## TASK A
In the time series text, rewrite the passage between "Compared to Cross-Sectional" and "and global temperatures.", inclusive, replacing "wages" with "income".
## TASK B
According to the time series text, why is a time value alone enough to identify an observation in time series data? Answer in one to three sentences.
## TASK C
Which components of a time series does the time series text say statisticians identify?

## STUDY TEXT
__________________________________________________

Time series analysis tracks characteristics of a process at regular time intervals. It’s a fundamental method for understanding how a metric changes over time and forecasting future values. Analysts use time series methods in a wide variety of contexts.
|Business||Manufacturing output, sales, prices|
|Economics||GDP, stock market, and other indicators|
|Social Sciences||Population trends, political changes|
|Medicine||Disease, birth, and death rates|
|Physical Sciences||Climate and environmental changes|
In this post, I cover the basics of time series analysis. I’ll define this type of data, explain what we can learn from it, and touch on more advanced methods that I will explore in future posts. For this introduction, I focus on using time series plots to highlight what you can learn from these data.
Time Series Data
A time series is a set of measurements that occur at regular time intervals. For this type of analysis, you can think of time as the independent variable, and the goal is to model changes in a characteristic (the dependent variable).
For example, you might measure the following:
- Hourly consumption of energy
- Daily sales
- Quarterly profits
- Annual changes in a country’s population
Each of these examples tracks a single metric at regular time points. Use subject-area knowledge to choose the appropriate time interval that allows you to answer your research questions.
Compared to Panel Data
Panel data contain observations of multiple characteristics measured over time for the same set of subjects, such as people, businesses, or countries.
For panel data, you need a time value and an additional characteristic to identify a particular observation. For example, if you have panel data that tracks sales for a group of companies over time, you’ll need a time value and a company identifier to find an individual observation.
Time series data are a sub-type of the broader class of panel data. These series only track a single characteristic. Consequently, you only need the time value. For example, for the annual number of breast cancer cases time series, you just need to know the year to identify the observation.
Compared to Cross-Sectional Data
Cross-sectional data describes a set of people, items, companies, etc. at a single point in time. The goal is to determine the differences between the subjects at one time. For example, a cross-sectional study might assess wages by education level to understand the impact of education. Time does not play a role in this type of analysis.
Related post: Guide to Data Types and How to Graph Them
Goals of Time Series Analysis
Time series analysis seeks to understand patterns in changes over time. Statisticians refer to these patterns as the components of a time series and they include trends, cycles, and irregular movements. When these components exist in a time series, the model must account for these patterns to generate accurate forecasts, such as future sales, GDP, and global temperatures.

__________________________________________________

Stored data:
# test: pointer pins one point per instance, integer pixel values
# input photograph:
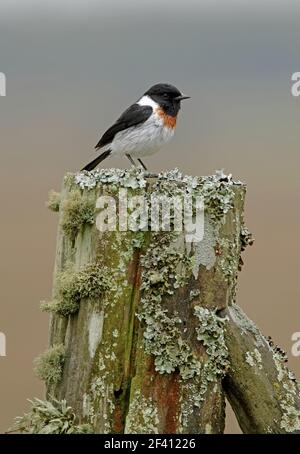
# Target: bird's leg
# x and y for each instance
(143, 165)
(130, 159)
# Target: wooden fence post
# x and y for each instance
(142, 333)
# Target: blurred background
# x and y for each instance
(72, 68)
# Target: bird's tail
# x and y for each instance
(96, 161)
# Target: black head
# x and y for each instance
(167, 96)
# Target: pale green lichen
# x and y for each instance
(78, 211)
(142, 417)
(45, 417)
(99, 401)
(254, 359)
(162, 335)
(132, 178)
(72, 286)
(49, 365)
(53, 202)
(210, 332)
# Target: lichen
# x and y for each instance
(132, 178)
(142, 417)
(210, 332)
(254, 358)
(99, 401)
(45, 417)
(78, 210)
(72, 286)
(53, 202)
(162, 335)
(49, 365)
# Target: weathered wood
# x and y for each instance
(148, 355)
(263, 393)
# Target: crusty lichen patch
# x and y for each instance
(165, 269)
(254, 359)
(78, 211)
(49, 365)
(53, 202)
(72, 286)
(45, 417)
(142, 417)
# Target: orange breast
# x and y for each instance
(169, 121)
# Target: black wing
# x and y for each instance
(133, 116)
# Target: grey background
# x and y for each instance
(72, 67)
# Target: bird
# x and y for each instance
(143, 128)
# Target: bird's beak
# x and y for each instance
(181, 97)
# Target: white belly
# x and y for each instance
(142, 140)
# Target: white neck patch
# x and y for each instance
(147, 101)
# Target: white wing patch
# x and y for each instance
(144, 139)
(147, 101)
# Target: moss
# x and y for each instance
(142, 417)
(71, 287)
(78, 210)
(53, 202)
(47, 417)
(49, 365)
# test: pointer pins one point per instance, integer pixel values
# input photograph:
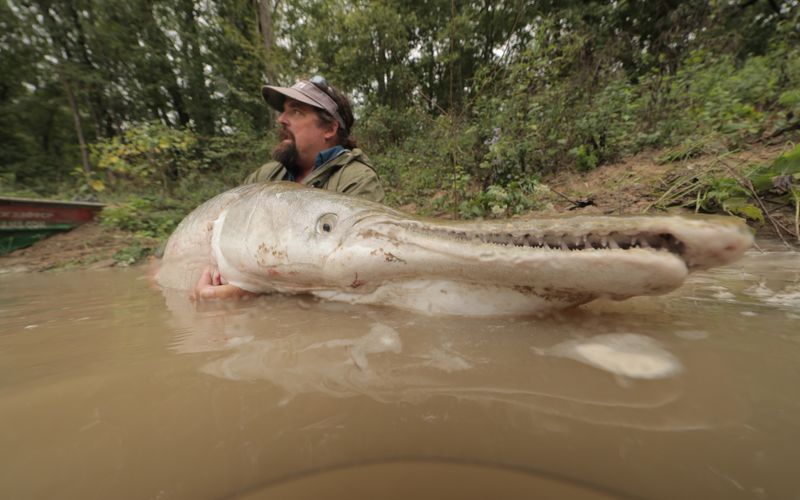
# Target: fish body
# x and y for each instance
(282, 237)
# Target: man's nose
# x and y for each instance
(283, 119)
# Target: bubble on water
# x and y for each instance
(788, 297)
(624, 354)
(237, 341)
(724, 295)
(381, 338)
(760, 291)
(692, 334)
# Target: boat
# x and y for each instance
(24, 221)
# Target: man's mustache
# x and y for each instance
(284, 134)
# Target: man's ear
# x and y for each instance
(331, 131)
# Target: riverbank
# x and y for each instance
(644, 183)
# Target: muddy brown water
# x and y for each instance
(109, 389)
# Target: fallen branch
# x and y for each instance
(744, 181)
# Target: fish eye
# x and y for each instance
(326, 223)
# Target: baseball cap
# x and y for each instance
(306, 92)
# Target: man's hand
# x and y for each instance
(210, 287)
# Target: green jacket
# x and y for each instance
(348, 173)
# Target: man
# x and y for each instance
(315, 149)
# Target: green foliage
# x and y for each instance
(729, 195)
(132, 254)
(144, 216)
(514, 198)
(146, 155)
(461, 105)
(777, 181)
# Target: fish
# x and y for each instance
(281, 237)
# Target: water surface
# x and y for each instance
(109, 389)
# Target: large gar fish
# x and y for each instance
(280, 237)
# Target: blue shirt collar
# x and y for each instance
(322, 158)
(327, 155)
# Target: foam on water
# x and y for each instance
(625, 354)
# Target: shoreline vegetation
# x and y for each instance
(466, 109)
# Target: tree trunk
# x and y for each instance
(265, 12)
(73, 106)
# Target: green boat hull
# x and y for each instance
(14, 239)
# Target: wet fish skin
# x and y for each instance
(281, 237)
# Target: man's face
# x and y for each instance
(302, 136)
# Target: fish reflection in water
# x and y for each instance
(611, 379)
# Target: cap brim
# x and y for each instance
(276, 96)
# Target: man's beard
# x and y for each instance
(286, 153)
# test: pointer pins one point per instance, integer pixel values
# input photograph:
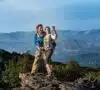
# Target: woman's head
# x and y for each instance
(47, 30)
(39, 28)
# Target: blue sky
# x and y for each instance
(24, 15)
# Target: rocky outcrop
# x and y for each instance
(41, 82)
(85, 84)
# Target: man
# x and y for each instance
(39, 37)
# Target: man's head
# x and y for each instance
(39, 28)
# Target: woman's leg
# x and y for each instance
(47, 61)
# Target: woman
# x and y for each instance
(39, 40)
(48, 50)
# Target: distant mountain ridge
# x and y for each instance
(69, 42)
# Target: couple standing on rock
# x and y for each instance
(45, 43)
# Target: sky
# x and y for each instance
(24, 15)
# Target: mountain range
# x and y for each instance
(69, 43)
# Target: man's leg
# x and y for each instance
(35, 63)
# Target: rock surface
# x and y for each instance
(41, 82)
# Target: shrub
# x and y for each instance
(11, 74)
(93, 76)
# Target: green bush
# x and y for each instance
(11, 74)
(93, 76)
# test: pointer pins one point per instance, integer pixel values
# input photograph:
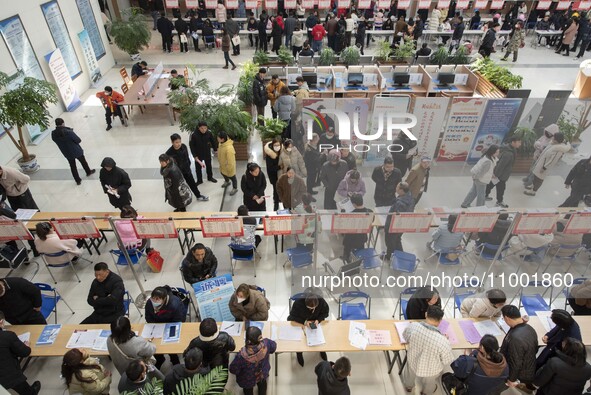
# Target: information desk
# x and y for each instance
(158, 96)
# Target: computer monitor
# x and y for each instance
(311, 79)
(401, 79)
(446, 79)
(355, 79)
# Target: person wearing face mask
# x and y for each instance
(110, 100)
(163, 307)
(331, 174)
(483, 368)
(272, 151)
(247, 303)
(309, 310)
(290, 188)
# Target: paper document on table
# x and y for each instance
(290, 333)
(100, 344)
(400, 327)
(153, 331)
(380, 337)
(545, 319)
(232, 328)
(487, 327)
(83, 338)
(25, 337)
(315, 337)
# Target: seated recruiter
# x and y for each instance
(247, 303)
(176, 81)
(105, 296)
(163, 307)
(124, 345)
(215, 344)
(11, 374)
(485, 305)
(137, 374)
(331, 377)
(309, 310)
(199, 264)
(420, 301)
(191, 366)
(20, 301)
(84, 374)
(139, 69)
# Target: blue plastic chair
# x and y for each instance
(234, 258)
(50, 296)
(349, 310)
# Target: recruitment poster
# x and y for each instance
(430, 113)
(496, 122)
(61, 37)
(462, 125)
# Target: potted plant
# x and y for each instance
(25, 103)
(131, 35)
(350, 56)
(327, 57)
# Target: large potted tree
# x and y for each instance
(131, 35)
(25, 103)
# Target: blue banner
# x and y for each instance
(495, 123)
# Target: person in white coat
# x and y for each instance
(549, 159)
(482, 174)
(48, 242)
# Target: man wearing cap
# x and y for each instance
(418, 178)
(259, 94)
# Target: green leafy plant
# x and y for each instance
(327, 57)
(350, 55)
(271, 127)
(285, 56)
(383, 51)
(260, 57)
(131, 35)
(24, 103)
(498, 75)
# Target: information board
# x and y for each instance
(89, 22)
(154, 228)
(221, 227)
(579, 223)
(284, 225)
(535, 223)
(351, 223)
(76, 228)
(476, 222)
(14, 230)
(410, 223)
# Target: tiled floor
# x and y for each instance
(136, 149)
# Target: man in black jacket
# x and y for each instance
(165, 28)
(199, 264)
(216, 345)
(115, 182)
(105, 296)
(201, 143)
(309, 310)
(11, 375)
(259, 94)
(20, 300)
(180, 154)
(519, 347)
(69, 144)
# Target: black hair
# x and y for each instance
(121, 330)
(101, 267)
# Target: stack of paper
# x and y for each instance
(315, 337)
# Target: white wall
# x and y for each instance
(42, 42)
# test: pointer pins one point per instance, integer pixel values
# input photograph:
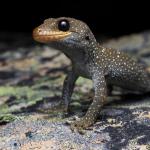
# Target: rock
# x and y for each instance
(31, 83)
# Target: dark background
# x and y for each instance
(103, 16)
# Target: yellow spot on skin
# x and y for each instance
(48, 36)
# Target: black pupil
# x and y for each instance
(63, 25)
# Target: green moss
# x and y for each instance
(5, 118)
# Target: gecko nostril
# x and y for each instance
(39, 30)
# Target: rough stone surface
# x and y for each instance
(31, 78)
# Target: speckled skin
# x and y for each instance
(90, 60)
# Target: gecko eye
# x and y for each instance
(63, 25)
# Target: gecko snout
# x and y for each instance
(45, 35)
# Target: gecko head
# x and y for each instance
(64, 33)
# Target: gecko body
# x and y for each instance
(104, 66)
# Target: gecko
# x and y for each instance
(104, 66)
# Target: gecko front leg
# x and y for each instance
(68, 87)
(98, 102)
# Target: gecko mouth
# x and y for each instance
(48, 36)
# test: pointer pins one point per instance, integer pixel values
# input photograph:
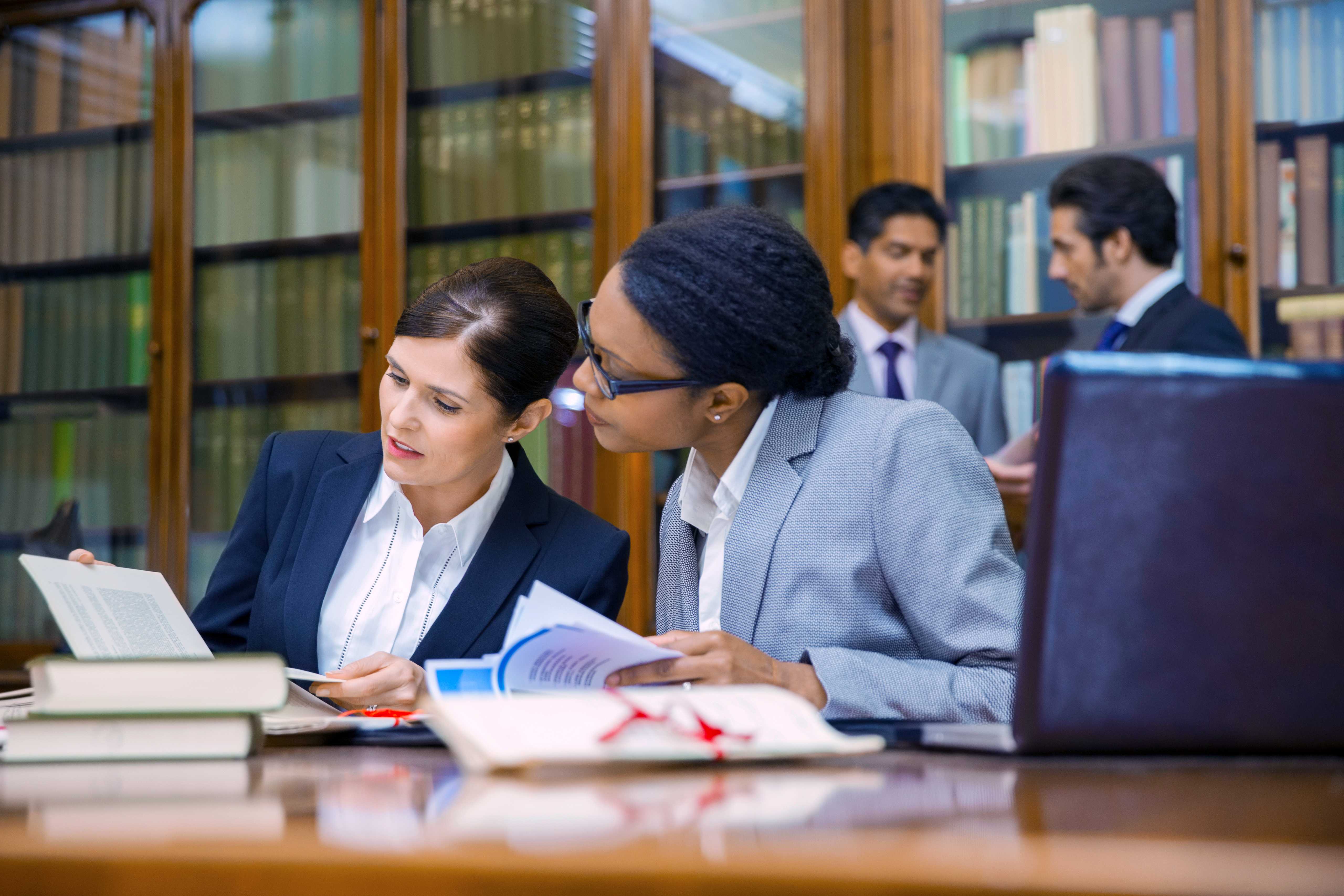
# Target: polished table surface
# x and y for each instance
(382, 820)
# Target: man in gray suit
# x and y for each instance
(896, 233)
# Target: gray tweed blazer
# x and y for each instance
(870, 543)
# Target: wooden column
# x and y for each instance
(382, 246)
(171, 284)
(623, 111)
(824, 189)
(1226, 150)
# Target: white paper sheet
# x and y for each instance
(109, 613)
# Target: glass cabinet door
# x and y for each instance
(729, 101)
(1300, 178)
(1030, 89)
(75, 299)
(500, 163)
(277, 219)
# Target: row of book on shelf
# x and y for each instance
(75, 334)
(1072, 85)
(521, 155)
(298, 50)
(703, 132)
(1300, 62)
(277, 182)
(999, 249)
(1301, 213)
(566, 256)
(455, 42)
(81, 75)
(76, 202)
(277, 318)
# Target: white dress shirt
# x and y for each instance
(393, 578)
(1144, 299)
(710, 506)
(873, 336)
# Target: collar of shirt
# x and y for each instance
(871, 335)
(1147, 295)
(703, 495)
(470, 527)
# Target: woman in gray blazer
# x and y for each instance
(846, 547)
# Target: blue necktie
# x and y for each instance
(1111, 336)
(892, 350)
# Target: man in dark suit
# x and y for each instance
(1113, 231)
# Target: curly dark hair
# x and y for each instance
(513, 323)
(741, 297)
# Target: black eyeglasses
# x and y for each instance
(611, 386)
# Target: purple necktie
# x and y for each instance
(892, 350)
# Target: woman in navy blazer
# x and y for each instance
(320, 571)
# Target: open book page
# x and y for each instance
(637, 725)
(109, 613)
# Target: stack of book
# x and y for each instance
(703, 132)
(1300, 62)
(82, 75)
(521, 155)
(1301, 213)
(295, 50)
(1073, 85)
(147, 708)
(455, 42)
(999, 249)
(75, 334)
(228, 439)
(75, 202)
(304, 181)
(277, 318)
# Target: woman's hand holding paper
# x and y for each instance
(720, 659)
(381, 679)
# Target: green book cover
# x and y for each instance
(138, 328)
(62, 461)
(1338, 205)
(267, 318)
(314, 324)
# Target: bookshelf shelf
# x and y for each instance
(498, 88)
(293, 246)
(576, 219)
(793, 170)
(76, 268)
(277, 113)
(268, 390)
(82, 138)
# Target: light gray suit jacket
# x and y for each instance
(953, 373)
(896, 579)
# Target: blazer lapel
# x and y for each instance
(678, 602)
(771, 492)
(495, 571)
(336, 503)
(931, 366)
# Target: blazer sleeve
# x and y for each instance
(225, 612)
(947, 558)
(605, 589)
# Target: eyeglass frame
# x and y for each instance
(616, 387)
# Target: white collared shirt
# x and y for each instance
(393, 578)
(873, 336)
(1144, 299)
(710, 506)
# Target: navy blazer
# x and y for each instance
(267, 592)
(1180, 321)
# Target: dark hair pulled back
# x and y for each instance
(741, 297)
(515, 327)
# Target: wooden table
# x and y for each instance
(329, 820)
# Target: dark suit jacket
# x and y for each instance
(1179, 321)
(268, 589)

__________________________________________________

## PROBLEM SOLUTION A
Compared to Cross-Sectional Data
Cross-sectional data describes a set of people, items, companies, etc. at a single point in time. The goal is to determine the differences between the subjects at one time. For example, a cross-sectional study might assess income by education level to understand the impact of education. Time does not play a role in this type of analysis.
Related post: Guide to Data Types and How to Graph Them
Goals of Time Series Analysis
Time series analysis seeks to understand patterns in changes over time. Statisticians refer to these patterns as the components of a time series and they include trends, cycles, and irregular movements. When these components exist in a time series, the model must account for these patterns to generate accurate forecasts, such as future sales, GDP, and global temperatures.

## PROBLEM SOLUTION B
Time series data track only a single characteristic, so no extra identifier is needed beyond the time value. For an annual series of breast cancer cases, for instance, knowing the year is enough to find the observation.

## PROBLEM SOLUTION C
Trends, cycles, and irregular movements.